=== Required work ===
Put the lines below into a JSON list of strings, one string per line with blank lines left out, starting at the line containing "cheek in the photo above." and running through the last line.

=== Dataset rows ===
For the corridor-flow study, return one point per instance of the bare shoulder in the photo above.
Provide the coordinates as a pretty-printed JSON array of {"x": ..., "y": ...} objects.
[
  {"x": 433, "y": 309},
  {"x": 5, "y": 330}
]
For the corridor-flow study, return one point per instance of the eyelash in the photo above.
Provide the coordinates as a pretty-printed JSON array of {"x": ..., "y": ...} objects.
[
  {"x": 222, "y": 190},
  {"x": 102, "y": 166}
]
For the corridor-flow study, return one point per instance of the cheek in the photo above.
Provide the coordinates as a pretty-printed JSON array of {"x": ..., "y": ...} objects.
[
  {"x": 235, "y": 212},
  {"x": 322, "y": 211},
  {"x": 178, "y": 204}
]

=== Finished exercise ===
[
  "For the corridor-flow study, return one point per instance of the cheek in the photo above.",
  "Provide the coordinates as a pretty-printed JSON array of {\"x\": ..., \"y\": ...} objects.",
  "[",
  "  {\"x\": 235, \"y\": 212},",
  "  {\"x\": 322, \"y\": 211},",
  "  {\"x\": 178, \"y\": 204}",
  "]"
]